WHAT YOU WILL DO — Those lines of the records that contain "loose" are to be located and copied.

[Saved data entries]
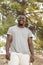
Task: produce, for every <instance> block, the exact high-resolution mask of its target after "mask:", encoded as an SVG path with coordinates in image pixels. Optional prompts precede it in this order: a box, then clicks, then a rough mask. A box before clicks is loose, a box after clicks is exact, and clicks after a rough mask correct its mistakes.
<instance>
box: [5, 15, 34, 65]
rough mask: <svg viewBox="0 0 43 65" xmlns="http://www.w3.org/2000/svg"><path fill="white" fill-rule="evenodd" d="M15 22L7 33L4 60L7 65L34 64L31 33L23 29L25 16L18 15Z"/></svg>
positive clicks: (30, 31) (32, 46)
mask: <svg viewBox="0 0 43 65" xmlns="http://www.w3.org/2000/svg"><path fill="white" fill-rule="evenodd" d="M17 21H18V24H17V25H15V26H12V27H10V28H9V29H8V32H7V41H6V59H7V60H9V61H8V65H31V63H33V62H34V48H33V44H32V32H31V31H30V30H29V29H28V28H26V27H25V23H26V17H25V15H19V16H18V17H17Z"/></svg>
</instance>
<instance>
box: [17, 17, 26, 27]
mask: <svg viewBox="0 0 43 65" xmlns="http://www.w3.org/2000/svg"><path fill="white" fill-rule="evenodd" d="M25 22H26V20H25V16H20V18H19V21H18V24H19V25H20V26H23V25H25Z"/></svg>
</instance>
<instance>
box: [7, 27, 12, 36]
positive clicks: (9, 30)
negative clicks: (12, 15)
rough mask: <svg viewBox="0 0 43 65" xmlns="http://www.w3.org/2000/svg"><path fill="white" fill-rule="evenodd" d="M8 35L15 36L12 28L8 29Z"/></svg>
mask: <svg viewBox="0 0 43 65" xmlns="http://www.w3.org/2000/svg"><path fill="white" fill-rule="evenodd" d="M7 34H9V35H12V34H13V31H12V28H11V27H10V28H9V29H8V31H7Z"/></svg>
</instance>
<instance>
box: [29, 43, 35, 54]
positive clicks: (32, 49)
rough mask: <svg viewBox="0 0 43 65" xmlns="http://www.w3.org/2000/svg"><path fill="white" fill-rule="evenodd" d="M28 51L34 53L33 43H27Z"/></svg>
mask: <svg viewBox="0 0 43 65" xmlns="http://www.w3.org/2000/svg"><path fill="white" fill-rule="evenodd" d="M29 49H30V53H31V54H32V55H34V47H33V44H29Z"/></svg>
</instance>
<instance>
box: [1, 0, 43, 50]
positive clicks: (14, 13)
mask: <svg viewBox="0 0 43 65" xmlns="http://www.w3.org/2000/svg"><path fill="white" fill-rule="evenodd" d="M19 14H24V15H25V16H26V18H27V22H26V27H28V28H30V30H31V31H32V32H33V34H34V35H35V37H36V39H35V40H34V41H33V43H34V48H35V49H36V50H40V49H41V50H43V0H0V36H1V35H4V34H6V33H7V30H8V28H9V27H10V26H14V25H16V24H17V22H15V20H16V18H17V16H18V15H19ZM2 44H3V43H2ZM0 46H3V45H0Z"/></svg>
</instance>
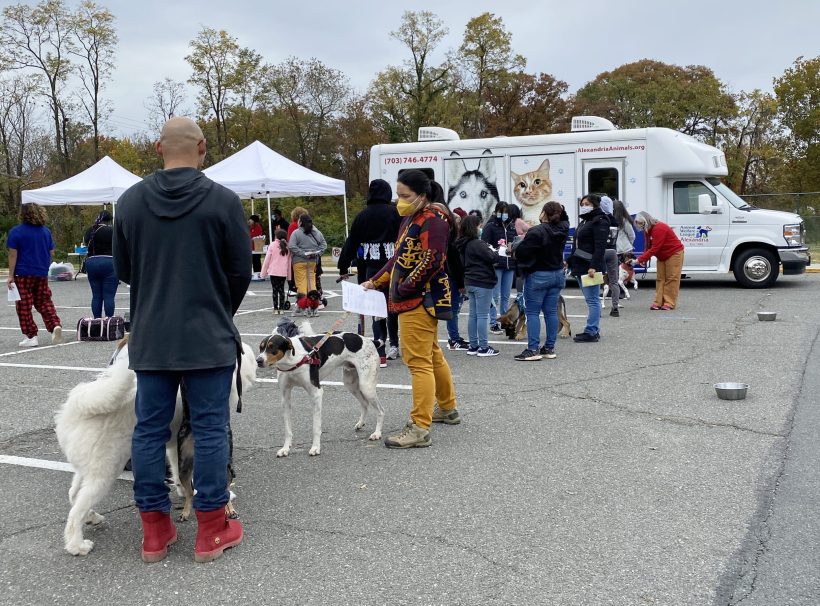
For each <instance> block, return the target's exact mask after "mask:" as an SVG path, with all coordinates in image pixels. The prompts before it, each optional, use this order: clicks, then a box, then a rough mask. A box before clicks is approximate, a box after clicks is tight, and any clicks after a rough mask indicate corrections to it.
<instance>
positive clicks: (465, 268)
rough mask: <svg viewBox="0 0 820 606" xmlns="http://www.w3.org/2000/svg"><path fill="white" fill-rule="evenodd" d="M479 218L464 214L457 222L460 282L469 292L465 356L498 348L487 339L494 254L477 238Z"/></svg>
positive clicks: (485, 351) (486, 243)
mask: <svg viewBox="0 0 820 606" xmlns="http://www.w3.org/2000/svg"><path fill="white" fill-rule="evenodd" d="M479 222H480V219H479V218H478V217H475V216H472V215H471V216H468V217H464V219H462V220H461V224H460V225H459V238H458V239H457V240H456V248H457V249H458V251H459V254H460V255H461V261H462V264H463V265H464V285H465V287H466V288H467V293H469V295H470V316H469V320H468V321H467V335H468V337H469V339H470V343H469V347H468V349H467V355H468V356H474V355H478V356H481V357H486V356H497V355H498V350H496V349H494V348H492V347H490V345H489V343H488V340H487V330H488V328H489V321H488V320H489V314H490V299H491V297H492V293H493V287H494V286H495V284H496V281H497V278H496V270H495V267H494V265H495V264H496V263H497V262H498V254H497V253H496V252H495V251H494V250H493V249H492V248H490V246H489V245H488V244H487V243H486V242H483V241H482V240H480V239H479V237H478V225H479Z"/></svg>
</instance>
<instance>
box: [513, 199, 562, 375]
mask: <svg viewBox="0 0 820 606" xmlns="http://www.w3.org/2000/svg"><path fill="white" fill-rule="evenodd" d="M539 219H540V221H541V224H540V225H537V226H536V227H532V228H530V229H529V230H527V234H526V235H525V236H524V239H523V240H522V241H521V243H520V244H518V246H516V247H515V250H514V251H513V253H514V254H515V258H516V260H517V261H518V269H519V270H520V271H521V272H522V273H523V274H524V299H525V300H524V307H525V308H526V310H527V349H525V350H524V351H522V352H521V353H520V354H518V355H517V356H515V359H516V360H518V361H519V362H530V361H533V360H540V359H542V358H547V359H549V360H552V359H554V358H555V357H556V355H555V341H556V339H557V338H558V297H559V296H560V295H561V290H562V289H563V288H564V286H566V274H565V273H564V244H565V243H566V241H567V236H568V235H569V217H568V216H567V213H566V211H565V210H564V207H563V206H561V205H560V204H559V203H558V202H547V203H546V204H544V208H543V209H542V210H541V215H540V217H539ZM542 312H543V314H544V322H545V323H546V326H547V340H546V342H545V343H544V346H543V347H541V348H539V347H538V345H539V342H540V337H541V318H540V314H541V313H542Z"/></svg>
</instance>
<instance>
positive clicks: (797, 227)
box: [783, 223, 803, 246]
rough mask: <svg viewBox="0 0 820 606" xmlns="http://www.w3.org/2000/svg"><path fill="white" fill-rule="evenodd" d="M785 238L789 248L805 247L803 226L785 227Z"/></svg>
mask: <svg viewBox="0 0 820 606" xmlns="http://www.w3.org/2000/svg"><path fill="white" fill-rule="evenodd" d="M783 238H784V239H785V240H786V244H788V245H789V246H803V224H802V223H795V224H793V225H784V226H783Z"/></svg>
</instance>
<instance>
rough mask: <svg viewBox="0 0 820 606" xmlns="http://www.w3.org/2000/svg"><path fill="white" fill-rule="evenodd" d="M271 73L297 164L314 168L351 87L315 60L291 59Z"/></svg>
mask: <svg viewBox="0 0 820 606" xmlns="http://www.w3.org/2000/svg"><path fill="white" fill-rule="evenodd" d="M272 73H273V80H272V82H273V92H274V97H275V101H276V103H277V105H278V106H279V107H280V109H281V110H282V111H284V113H285V114H286V115H287V117H288V121H289V122H290V125H291V127H292V128H293V131H294V134H295V137H296V139H297V144H298V147H299V162H300V164H303V165H304V166H307V167H309V168H312V169H317V168H318V166H317V164H318V159H319V150H320V149H321V143H322V140H323V138H324V136H325V135H326V134H327V131H328V128H329V127H330V125H331V122H332V120H333V119H334V118H335V117H336V116H337V115H338V114H339V112H340V111H341V110H342V109H343V108H344V105H345V102H346V101H347V100H348V98H349V97H350V91H351V89H350V84H349V83H348V80H347V78H346V77H345V75H344V74H342V72H340V71H339V70H336V69H333V68H330V67H328V66H326V65H325V64H324V63H322V62H321V61H319V60H318V59H309V60H303V59H297V58H296V57H291V58H289V59H288V60H286V61H285V62H283V63H281V64H279V65H277V66H276V67H275V68H273V72H272Z"/></svg>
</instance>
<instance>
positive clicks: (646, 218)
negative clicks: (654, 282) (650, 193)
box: [635, 211, 683, 311]
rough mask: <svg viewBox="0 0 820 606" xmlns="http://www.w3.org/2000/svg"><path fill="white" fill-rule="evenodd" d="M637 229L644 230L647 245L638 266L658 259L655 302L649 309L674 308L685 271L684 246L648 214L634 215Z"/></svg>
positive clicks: (640, 256) (655, 277) (661, 225)
mask: <svg viewBox="0 0 820 606" xmlns="http://www.w3.org/2000/svg"><path fill="white" fill-rule="evenodd" d="M635 227H636V228H637V229H641V230H643V232H644V242H645V243H646V246H645V247H644V248H645V250H644V252H643V254H642V255H641V256H640V257H638V263H640V264H641V265H646V263H647V262H648V261H649V259H651V258H652V257H655V258H656V259H657V260H658V264H657V272H658V273H657V276H656V277H655V301H654V302H653V303H652V305H651V306H650V307H649V309H661V310H663V311H669V310H670V309H675V306H676V305H677V304H678V292H679V291H680V272H681V269H682V268H683V244H681V241H680V240H679V239H678V237H677V236H676V235H675V232H674V231H673V230H672V228H671V227H669V226H668V225H667V224H666V223H663V222H662V221H658V220H657V219H656V218H655V217H653V216H652V215H650V214H649V213H647V212H644V211H641V212H639V213H638V214H637V215H636V216H635Z"/></svg>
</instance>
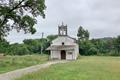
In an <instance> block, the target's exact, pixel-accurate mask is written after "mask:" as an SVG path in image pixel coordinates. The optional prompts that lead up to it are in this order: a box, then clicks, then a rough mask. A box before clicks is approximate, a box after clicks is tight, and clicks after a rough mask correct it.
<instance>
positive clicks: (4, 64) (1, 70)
mask: <svg viewBox="0 0 120 80" xmlns="http://www.w3.org/2000/svg"><path fill="white" fill-rule="evenodd" d="M47 60H48V56H47V55H25V56H5V57H3V58H0V74H1V73H5V72H9V71H12V70H16V69H20V68H24V67H28V66H32V65H36V64H40V63H43V62H45V61H47Z"/></svg>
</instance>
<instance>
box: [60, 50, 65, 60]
mask: <svg viewBox="0 0 120 80" xmlns="http://www.w3.org/2000/svg"><path fill="white" fill-rule="evenodd" d="M61 59H66V51H65V50H62V51H61Z"/></svg>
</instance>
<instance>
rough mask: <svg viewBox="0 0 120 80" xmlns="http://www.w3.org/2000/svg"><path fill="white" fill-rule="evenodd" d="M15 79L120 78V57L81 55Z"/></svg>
mask: <svg viewBox="0 0 120 80" xmlns="http://www.w3.org/2000/svg"><path fill="white" fill-rule="evenodd" d="M15 80H120V57H97V56H91V57H81V58H80V59H78V60H76V61H71V62H68V63H65V64H55V65H52V66H50V67H49V68H46V69H42V70H40V71H37V72H33V73H30V74H27V75H24V76H23V77H21V78H18V79H15Z"/></svg>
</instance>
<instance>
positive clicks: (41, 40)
mask: <svg viewBox="0 0 120 80" xmlns="http://www.w3.org/2000/svg"><path fill="white" fill-rule="evenodd" d="M43 36H44V33H43V32H42V36H41V49H40V50H41V54H42V53H43V52H42V51H43Z"/></svg>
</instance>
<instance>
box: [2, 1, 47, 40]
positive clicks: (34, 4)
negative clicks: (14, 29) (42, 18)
mask: <svg viewBox="0 0 120 80" xmlns="http://www.w3.org/2000/svg"><path fill="white" fill-rule="evenodd" d="M45 9H46V6H45V0H0V40H1V39H3V38H4V36H7V35H8V33H9V31H11V30H12V29H16V30H17V31H18V32H19V31H20V30H23V31H24V32H25V33H32V34H34V33H35V32H36V30H35V28H34V25H35V24H36V23H37V21H36V17H37V16H39V15H40V16H42V17H43V18H45V14H44V10H45Z"/></svg>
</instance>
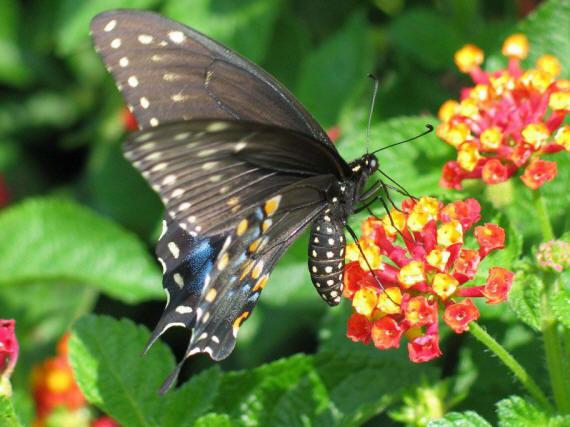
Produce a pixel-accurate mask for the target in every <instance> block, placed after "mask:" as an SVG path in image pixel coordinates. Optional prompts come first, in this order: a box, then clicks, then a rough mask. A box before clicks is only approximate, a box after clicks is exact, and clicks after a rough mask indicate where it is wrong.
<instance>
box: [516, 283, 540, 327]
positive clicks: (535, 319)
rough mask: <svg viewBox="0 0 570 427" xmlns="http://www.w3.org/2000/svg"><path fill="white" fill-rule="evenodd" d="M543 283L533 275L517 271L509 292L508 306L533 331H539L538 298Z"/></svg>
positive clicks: (539, 317) (539, 294)
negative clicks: (526, 324) (513, 282)
mask: <svg viewBox="0 0 570 427" xmlns="http://www.w3.org/2000/svg"><path fill="white" fill-rule="evenodd" d="M542 288H543V284H542V283H541V282H540V280H539V279H538V278H537V277H536V276H535V275H530V274H526V273H519V274H517V275H516V276H515V281H514V283H513V287H512V288H511V291H510V292H509V306H510V307H511V308H512V309H513V311H514V312H515V313H516V315H517V317H518V318H519V319H521V320H522V321H523V322H525V323H526V324H527V325H528V326H530V327H531V328H533V329H534V330H535V331H540V325H541V321H542V320H541V314H540V313H541V310H540V300H541V294H542Z"/></svg>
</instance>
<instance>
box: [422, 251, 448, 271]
mask: <svg viewBox="0 0 570 427" xmlns="http://www.w3.org/2000/svg"><path fill="white" fill-rule="evenodd" d="M450 255H451V254H450V253H449V252H448V251H446V250H445V249H437V248H436V249H432V250H431V251H430V253H429V254H428V255H427V256H426V261H427V263H428V264H429V265H431V266H432V267H435V268H437V269H438V270H441V271H443V270H444V269H445V266H446V265H447V261H448V260H449V256H450Z"/></svg>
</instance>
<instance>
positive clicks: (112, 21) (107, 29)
mask: <svg viewBox="0 0 570 427" xmlns="http://www.w3.org/2000/svg"><path fill="white" fill-rule="evenodd" d="M116 26H117V20H116V19H113V20H111V21H109V22H107V25H105V28H103V30H104V31H106V32H109V31H113V30H114V29H115V27H116Z"/></svg>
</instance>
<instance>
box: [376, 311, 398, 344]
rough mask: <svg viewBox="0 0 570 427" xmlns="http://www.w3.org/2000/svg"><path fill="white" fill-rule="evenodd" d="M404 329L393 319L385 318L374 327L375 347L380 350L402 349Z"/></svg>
mask: <svg viewBox="0 0 570 427" xmlns="http://www.w3.org/2000/svg"><path fill="white" fill-rule="evenodd" d="M402 333H403V329H402V328H401V327H400V325H398V322H396V321H395V320H394V319H393V318H392V317H390V316H384V317H382V318H380V319H378V320H376V321H375V322H374V324H373V325H372V331H371V335H372V341H373V342H374V346H375V347H376V348H378V349H380V350H386V349H388V348H398V347H400V338H401V336H402Z"/></svg>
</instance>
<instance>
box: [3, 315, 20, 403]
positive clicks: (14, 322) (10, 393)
mask: <svg viewBox="0 0 570 427" xmlns="http://www.w3.org/2000/svg"><path fill="white" fill-rule="evenodd" d="M15 326H16V322H15V321H14V320H3V319H0V396H8V397H9V396H11V394H12V388H11V386H10V376H11V375H12V372H13V371H14V367H15V366H16V362H17V361H18V354H19V345H18V340H17V339H16V333H15Z"/></svg>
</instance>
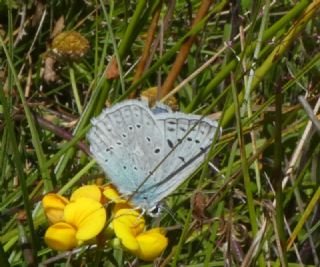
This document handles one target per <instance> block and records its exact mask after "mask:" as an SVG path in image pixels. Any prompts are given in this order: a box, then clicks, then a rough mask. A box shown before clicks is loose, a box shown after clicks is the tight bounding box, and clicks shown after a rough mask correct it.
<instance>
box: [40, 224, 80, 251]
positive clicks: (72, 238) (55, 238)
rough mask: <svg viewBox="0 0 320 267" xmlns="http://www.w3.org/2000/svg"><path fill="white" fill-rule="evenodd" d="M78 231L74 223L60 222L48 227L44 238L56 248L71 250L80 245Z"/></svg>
mask: <svg viewBox="0 0 320 267" xmlns="http://www.w3.org/2000/svg"><path fill="white" fill-rule="evenodd" d="M76 231H77V230H76V229H75V228H74V227H73V226H72V225H70V224H68V223H65V222H58V223H56V224H54V225H51V226H50V227H49V228H48V229H47V231H46V233H45V235H44V240H45V242H46V243H47V245H48V247H50V248H52V249H54V250H58V251H65V250H71V249H73V248H74V247H76V246H77V245H78V241H77V239H76Z"/></svg>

SOLUTION TO THE PROBLEM —
Task: produce, for every <instance> block, the exact high-resolution mask of its target after "mask:", encoded as an SVG path with coordinates in image pixels. Optional prompts precede it in this order: a box, then clicks, then a rough mask. A box before clicks is loose, a box after clicks is exact, and clicks after a rough mask correct its mistakes.
This document handles one target per <instance> block and records its exact mask after "mask:" as an SVG path in image pixels. Any prompts are given in this order: a box, then clicks, then a rough mask. A box shown before clicks is loose, a box shown after clicks is the tight bounding box, and clicks shown after a rough mask correct it.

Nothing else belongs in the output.